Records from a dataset
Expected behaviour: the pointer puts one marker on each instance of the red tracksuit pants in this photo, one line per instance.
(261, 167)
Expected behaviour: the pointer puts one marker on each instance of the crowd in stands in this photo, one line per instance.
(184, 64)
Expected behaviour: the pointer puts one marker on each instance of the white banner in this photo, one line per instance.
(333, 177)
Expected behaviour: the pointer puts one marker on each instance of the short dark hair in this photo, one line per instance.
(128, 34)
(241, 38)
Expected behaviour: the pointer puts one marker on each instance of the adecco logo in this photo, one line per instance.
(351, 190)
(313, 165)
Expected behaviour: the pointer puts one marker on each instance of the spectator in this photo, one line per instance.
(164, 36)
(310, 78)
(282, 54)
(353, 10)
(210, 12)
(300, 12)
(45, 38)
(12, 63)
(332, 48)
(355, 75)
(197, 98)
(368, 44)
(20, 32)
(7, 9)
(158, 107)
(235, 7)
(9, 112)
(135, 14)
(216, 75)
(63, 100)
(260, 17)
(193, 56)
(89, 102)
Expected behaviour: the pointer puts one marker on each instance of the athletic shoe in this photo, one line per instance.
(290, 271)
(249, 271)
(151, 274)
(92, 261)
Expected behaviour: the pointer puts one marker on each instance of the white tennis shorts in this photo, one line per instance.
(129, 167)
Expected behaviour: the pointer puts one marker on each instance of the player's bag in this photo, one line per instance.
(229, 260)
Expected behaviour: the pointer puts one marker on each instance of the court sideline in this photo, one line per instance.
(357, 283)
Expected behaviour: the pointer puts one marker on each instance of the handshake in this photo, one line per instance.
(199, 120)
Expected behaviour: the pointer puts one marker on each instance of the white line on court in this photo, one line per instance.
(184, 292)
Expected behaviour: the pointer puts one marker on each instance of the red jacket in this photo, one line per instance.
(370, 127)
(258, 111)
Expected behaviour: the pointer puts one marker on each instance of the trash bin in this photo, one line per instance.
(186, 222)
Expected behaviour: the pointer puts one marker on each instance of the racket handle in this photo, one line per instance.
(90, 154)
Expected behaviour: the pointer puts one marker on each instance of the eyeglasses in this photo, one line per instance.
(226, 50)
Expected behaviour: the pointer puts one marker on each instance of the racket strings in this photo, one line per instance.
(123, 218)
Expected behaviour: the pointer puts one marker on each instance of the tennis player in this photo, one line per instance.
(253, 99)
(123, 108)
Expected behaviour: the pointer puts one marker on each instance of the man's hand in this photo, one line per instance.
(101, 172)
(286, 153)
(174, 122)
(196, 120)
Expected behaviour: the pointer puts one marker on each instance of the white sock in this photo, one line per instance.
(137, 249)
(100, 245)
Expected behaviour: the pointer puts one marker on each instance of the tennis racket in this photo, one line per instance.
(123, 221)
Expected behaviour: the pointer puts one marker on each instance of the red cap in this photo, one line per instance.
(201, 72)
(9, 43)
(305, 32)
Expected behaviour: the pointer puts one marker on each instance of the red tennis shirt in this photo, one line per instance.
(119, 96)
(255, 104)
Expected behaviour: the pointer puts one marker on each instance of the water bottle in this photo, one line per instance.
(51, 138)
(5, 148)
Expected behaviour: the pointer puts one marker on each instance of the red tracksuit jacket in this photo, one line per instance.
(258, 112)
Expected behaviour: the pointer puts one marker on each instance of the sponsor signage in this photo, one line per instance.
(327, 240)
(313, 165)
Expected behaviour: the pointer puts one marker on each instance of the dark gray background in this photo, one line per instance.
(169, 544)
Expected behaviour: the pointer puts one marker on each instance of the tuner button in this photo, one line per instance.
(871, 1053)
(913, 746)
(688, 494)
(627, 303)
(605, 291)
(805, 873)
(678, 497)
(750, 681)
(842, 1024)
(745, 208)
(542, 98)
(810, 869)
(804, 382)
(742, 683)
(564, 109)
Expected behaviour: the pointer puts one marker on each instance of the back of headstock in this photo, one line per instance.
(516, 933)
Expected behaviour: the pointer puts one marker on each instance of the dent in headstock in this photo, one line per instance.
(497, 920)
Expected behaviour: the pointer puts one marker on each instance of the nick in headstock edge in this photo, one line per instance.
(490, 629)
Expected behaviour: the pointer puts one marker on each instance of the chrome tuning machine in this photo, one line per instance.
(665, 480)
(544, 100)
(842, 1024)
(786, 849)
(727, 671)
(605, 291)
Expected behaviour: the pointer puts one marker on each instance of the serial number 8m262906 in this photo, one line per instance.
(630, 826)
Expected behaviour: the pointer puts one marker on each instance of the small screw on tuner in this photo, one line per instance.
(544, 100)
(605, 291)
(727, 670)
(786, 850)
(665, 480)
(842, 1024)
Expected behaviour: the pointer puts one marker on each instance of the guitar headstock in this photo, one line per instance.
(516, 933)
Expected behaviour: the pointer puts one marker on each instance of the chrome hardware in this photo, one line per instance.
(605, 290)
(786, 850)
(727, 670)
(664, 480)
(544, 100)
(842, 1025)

WHAT NEEDS TO BE DONE> Take the line with "of the guitar" and all lines after it through the end of the records, and write them out exactly; include nothing else.

RESULT FOR THIS EXERCISE>
Expected behaviour: the pointer puts one marker on each instance of the guitar headstock in this photo, one line per instance.
(516, 933)
Expected behaviour: the pointer puts one marker on each instance of the chrome hardware in this photo, one line per instance.
(605, 290)
(786, 850)
(727, 670)
(664, 480)
(544, 100)
(842, 1025)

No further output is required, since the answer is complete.